• THE PROBLEM: Show every line of the listing below that contains the string "taxiway", copying each line in full. Matching is case-sensitive.

○ ○ ○

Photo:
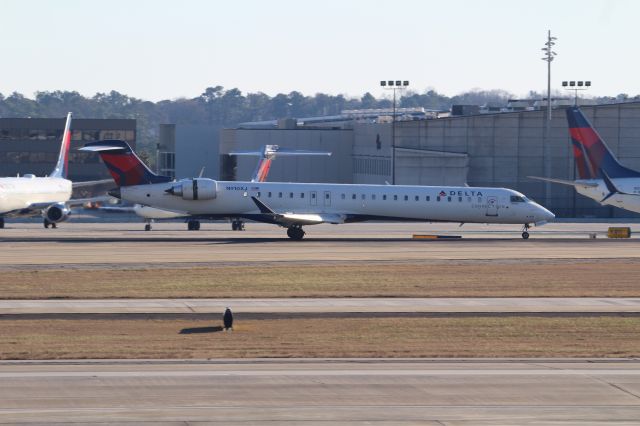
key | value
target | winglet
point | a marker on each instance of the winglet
(62, 165)
(262, 206)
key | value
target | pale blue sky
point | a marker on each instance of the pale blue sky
(165, 49)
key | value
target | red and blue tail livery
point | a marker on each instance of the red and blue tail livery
(125, 166)
(592, 155)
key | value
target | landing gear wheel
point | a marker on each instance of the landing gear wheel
(295, 233)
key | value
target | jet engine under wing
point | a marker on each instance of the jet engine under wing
(566, 182)
(289, 219)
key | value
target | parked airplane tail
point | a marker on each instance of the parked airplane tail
(598, 156)
(124, 165)
(62, 166)
(582, 164)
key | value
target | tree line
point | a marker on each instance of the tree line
(222, 107)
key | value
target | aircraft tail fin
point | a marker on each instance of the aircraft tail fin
(593, 156)
(62, 166)
(125, 166)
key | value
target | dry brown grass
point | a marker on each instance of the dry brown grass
(599, 278)
(352, 337)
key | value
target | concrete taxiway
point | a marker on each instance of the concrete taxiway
(123, 244)
(467, 305)
(322, 392)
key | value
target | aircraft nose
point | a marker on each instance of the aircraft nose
(544, 214)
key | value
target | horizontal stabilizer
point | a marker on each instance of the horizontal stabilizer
(566, 182)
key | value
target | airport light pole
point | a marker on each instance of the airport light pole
(394, 85)
(549, 55)
(576, 86)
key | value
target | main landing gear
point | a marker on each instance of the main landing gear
(295, 232)
(237, 225)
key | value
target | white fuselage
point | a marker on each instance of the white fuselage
(22, 192)
(428, 203)
(630, 200)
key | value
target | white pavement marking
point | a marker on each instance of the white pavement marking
(322, 392)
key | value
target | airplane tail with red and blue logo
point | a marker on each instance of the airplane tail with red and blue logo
(125, 166)
(592, 155)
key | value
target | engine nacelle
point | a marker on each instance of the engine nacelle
(56, 213)
(195, 189)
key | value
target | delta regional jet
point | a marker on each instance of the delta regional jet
(294, 205)
(601, 177)
(49, 197)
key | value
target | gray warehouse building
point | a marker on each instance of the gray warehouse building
(496, 149)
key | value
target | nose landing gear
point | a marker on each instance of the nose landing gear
(295, 233)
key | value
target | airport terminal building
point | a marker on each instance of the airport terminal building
(500, 149)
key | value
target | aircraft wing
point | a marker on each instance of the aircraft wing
(288, 219)
(90, 183)
(77, 202)
(566, 182)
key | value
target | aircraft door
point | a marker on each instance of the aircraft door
(327, 198)
(492, 206)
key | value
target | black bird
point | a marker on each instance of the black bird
(227, 318)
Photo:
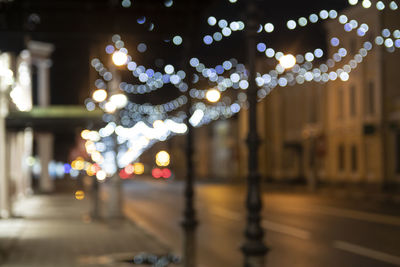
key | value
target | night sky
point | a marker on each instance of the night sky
(81, 29)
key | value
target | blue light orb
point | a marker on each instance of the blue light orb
(207, 39)
(261, 47)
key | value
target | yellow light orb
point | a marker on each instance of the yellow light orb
(119, 100)
(101, 175)
(213, 95)
(138, 168)
(162, 158)
(99, 95)
(119, 58)
(287, 61)
(85, 134)
(79, 195)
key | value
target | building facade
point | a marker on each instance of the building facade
(339, 131)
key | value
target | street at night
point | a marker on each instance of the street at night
(214, 133)
(302, 229)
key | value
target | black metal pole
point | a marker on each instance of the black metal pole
(189, 222)
(254, 249)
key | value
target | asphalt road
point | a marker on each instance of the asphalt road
(302, 230)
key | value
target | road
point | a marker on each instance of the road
(302, 230)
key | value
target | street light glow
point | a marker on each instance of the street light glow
(287, 61)
(162, 158)
(119, 58)
(99, 95)
(213, 95)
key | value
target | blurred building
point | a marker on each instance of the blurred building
(339, 131)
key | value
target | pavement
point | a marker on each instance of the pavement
(55, 230)
(302, 229)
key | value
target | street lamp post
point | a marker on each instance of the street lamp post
(254, 249)
(189, 222)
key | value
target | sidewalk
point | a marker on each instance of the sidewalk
(55, 231)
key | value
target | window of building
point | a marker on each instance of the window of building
(341, 162)
(340, 99)
(397, 151)
(353, 102)
(353, 46)
(313, 107)
(354, 158)
(371, 98)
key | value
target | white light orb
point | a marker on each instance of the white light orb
(119, 100)
(99, 95)
(287, 61)
(101, 175)
(213, 95)
(119, 58)
(110, 107)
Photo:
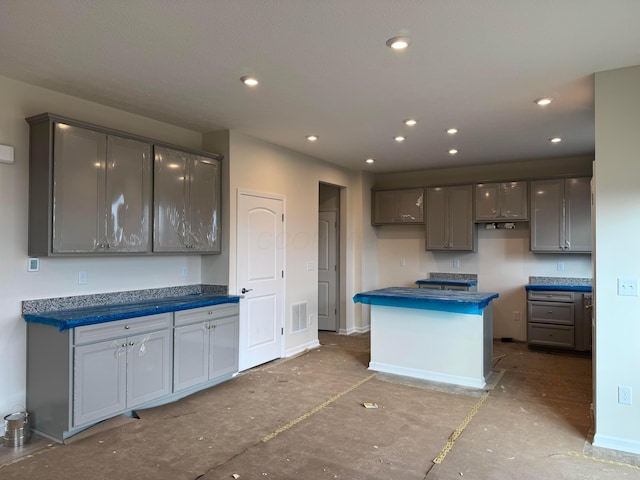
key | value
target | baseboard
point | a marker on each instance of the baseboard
(615, 443)
(353, 330)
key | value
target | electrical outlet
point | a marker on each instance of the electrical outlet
(628, 287)
(624, 395)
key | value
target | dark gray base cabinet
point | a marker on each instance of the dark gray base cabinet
(81, 376)
(555, 320)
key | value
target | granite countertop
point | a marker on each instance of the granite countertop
(559, 284)
(93, 314)
(436, 281)
(427, 299)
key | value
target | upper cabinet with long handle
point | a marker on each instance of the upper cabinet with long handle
(561, 215)
(501, 202)
(449, 223)
(90, 190)
(186, 202)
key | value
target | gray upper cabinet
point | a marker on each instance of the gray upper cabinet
(90, 191)
(561, 215)
(392, 207)
(501, 202)
(449, 221)
(186, 202)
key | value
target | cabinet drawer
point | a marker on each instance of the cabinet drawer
(551, 335)
(120, 328)
(551, 296)
(549, 312)
(203, 314)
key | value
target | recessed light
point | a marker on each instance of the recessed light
(249, 81)
(398, 43)
(543, 101)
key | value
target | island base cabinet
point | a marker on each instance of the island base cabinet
(120, 374)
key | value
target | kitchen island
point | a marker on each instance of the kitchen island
(439, 335)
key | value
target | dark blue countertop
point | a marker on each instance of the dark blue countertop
(546, 287)
(76, 317)
(439, 281)
(455, 301)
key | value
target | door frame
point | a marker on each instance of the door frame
(282, 198)
(338, 259)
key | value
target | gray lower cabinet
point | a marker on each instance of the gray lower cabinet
(186, 202)
(449, 221)
(561, 215)
(397, 206)
(80, 376)
(120, 374)
(205, 345)
(90, 190)
(501, 202)
(555, 319)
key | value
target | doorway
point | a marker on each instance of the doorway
(329, 258)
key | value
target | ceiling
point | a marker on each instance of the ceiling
(324, 69)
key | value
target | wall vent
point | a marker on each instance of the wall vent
(298, 317)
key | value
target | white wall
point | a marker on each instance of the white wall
(59, 276)
(617, 229)
(263, 167)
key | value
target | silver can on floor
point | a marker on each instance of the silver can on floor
(17, 429)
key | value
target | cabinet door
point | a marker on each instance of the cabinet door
(79, 187)
(501, 202)
(128, 196)
(436, 219)
(223, 355)
(578, 214)
(170, 200)
(487, 198)
(547, 220)
(99, 381)
(460, 221)
(204, 205)
(148, 367)
(191, 355)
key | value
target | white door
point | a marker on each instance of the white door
(260, 277)
(327, 271)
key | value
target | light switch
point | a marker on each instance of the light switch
(628, 287)
(6, 154)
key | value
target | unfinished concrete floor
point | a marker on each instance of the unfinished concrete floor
(303, 418)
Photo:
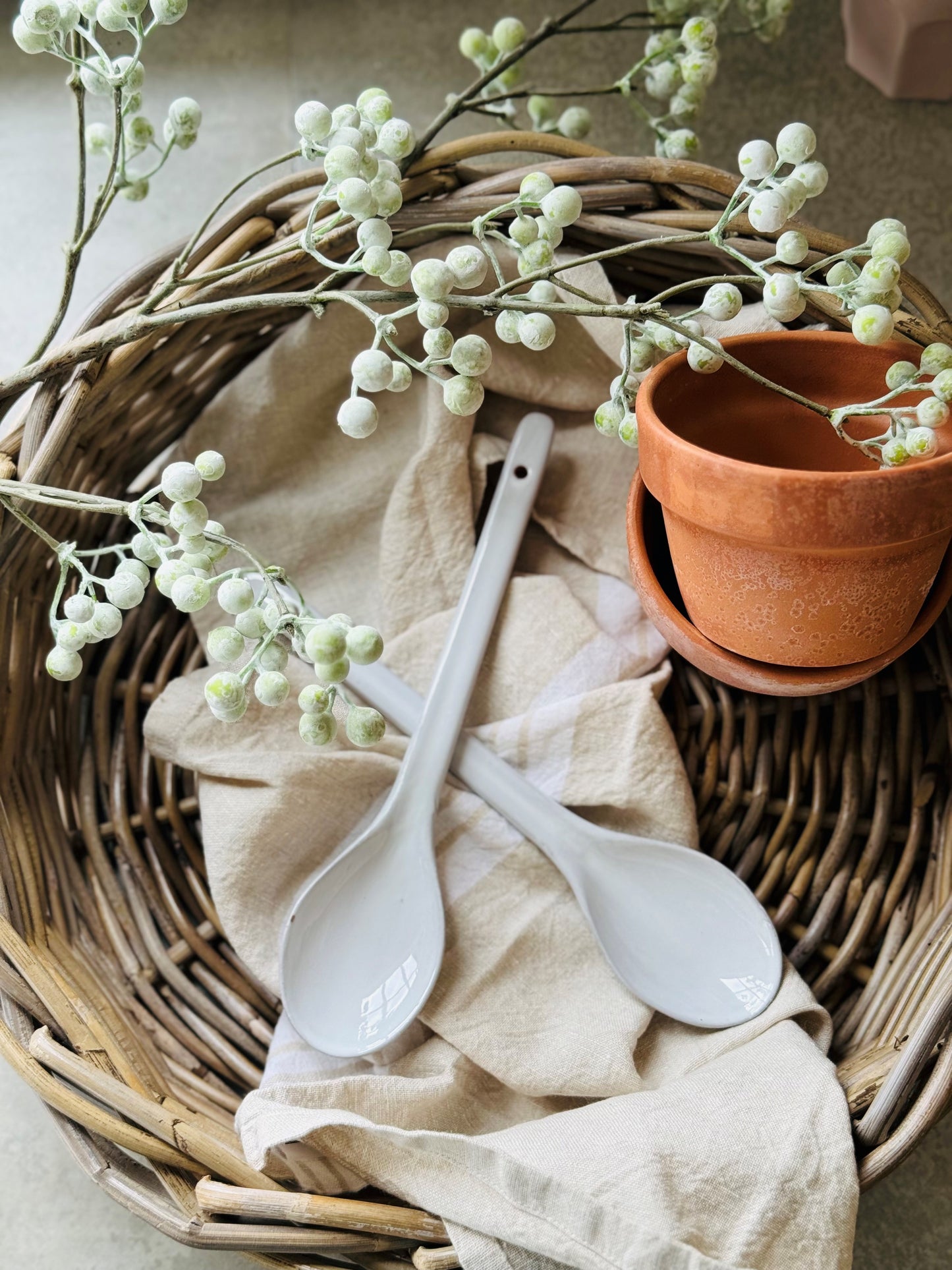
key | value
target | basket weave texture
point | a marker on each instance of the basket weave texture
(123, 1005)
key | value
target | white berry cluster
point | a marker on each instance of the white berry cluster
(679, 68)
(47, 27)
(546, 113)
(266, 624)
(433, 281)
(871, 291)
(182, 571)
(766, 18)
(770, 196)
(331, 645)
(362, 146)
(912, 432)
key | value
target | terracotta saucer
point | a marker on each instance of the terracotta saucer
(656, 582)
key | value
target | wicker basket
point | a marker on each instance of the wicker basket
(125, 1008)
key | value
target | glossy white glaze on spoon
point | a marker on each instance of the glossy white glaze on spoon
(363, 942)
(679, 929)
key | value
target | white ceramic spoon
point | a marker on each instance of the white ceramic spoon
(679, 929)
(363, 942)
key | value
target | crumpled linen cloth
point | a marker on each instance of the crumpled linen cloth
(544, 1112)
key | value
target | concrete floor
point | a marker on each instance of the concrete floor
(250, 65)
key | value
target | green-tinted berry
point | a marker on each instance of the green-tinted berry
(793, 246)
(932, 413)
(252, 623)
(63, 663)
(333, 672)
(872, 324)
(608, 416)
(325, 642)
(891, 244)
(190, 593)
(471, 356)
(79, 608)
(190, 517)
(894, 452)
(561, 206)
(900, 374)
(225, 644)
(210, 465)
(507, 326)
(934, 359)
(318, 730)
(71, 637)
(842, 274)
(363, 644)
(887, 225)
(364, 727)
(462, 395)
(922, 442)
(235, 594)
(272, 689)
(225, 694)
(508, 34)
(535, 186)
(629, 431)
(536, 330)
(275, 657)
(314, 699)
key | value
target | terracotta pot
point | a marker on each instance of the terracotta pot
(658, 587)
(787, 544)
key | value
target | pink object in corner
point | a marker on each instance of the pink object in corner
(904, 47)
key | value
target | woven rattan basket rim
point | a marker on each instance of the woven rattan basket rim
(108, 935)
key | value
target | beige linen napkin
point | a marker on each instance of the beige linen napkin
(537, 1105)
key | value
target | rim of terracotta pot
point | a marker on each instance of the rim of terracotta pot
(708, 469)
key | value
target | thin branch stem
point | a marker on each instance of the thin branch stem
(74, 248)
(184, 256)
(549, 27)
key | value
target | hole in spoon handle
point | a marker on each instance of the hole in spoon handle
(427, 760)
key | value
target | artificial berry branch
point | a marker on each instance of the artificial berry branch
(364, 153)
(269, 619)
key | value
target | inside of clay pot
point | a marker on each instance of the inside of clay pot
(734, 416)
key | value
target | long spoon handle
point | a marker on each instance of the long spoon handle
(427, 759)
(528, 809)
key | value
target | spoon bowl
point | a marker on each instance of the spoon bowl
(380, 904)
(363, 941)
(677, 926)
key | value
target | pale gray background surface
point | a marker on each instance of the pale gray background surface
(250, 64)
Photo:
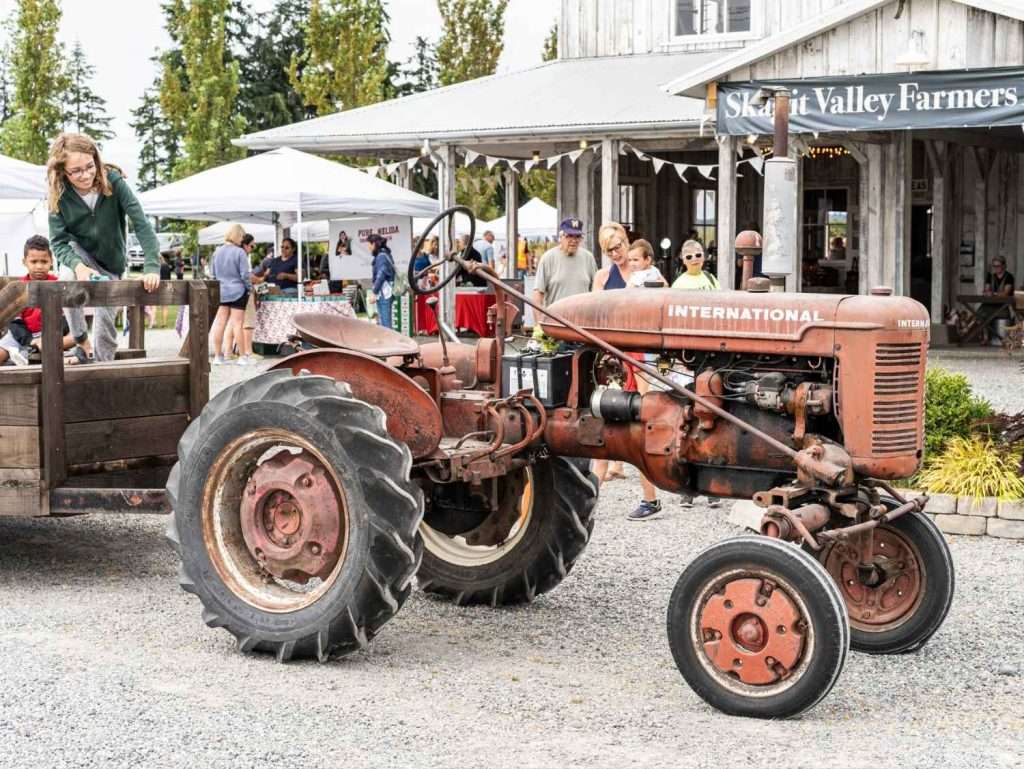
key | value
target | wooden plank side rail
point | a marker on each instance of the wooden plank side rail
(107, 436)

○ ○ ○

• PROBLEM SOLUTION:
target | concrete taxiway
point | a marker on each instance of the concrete taxiway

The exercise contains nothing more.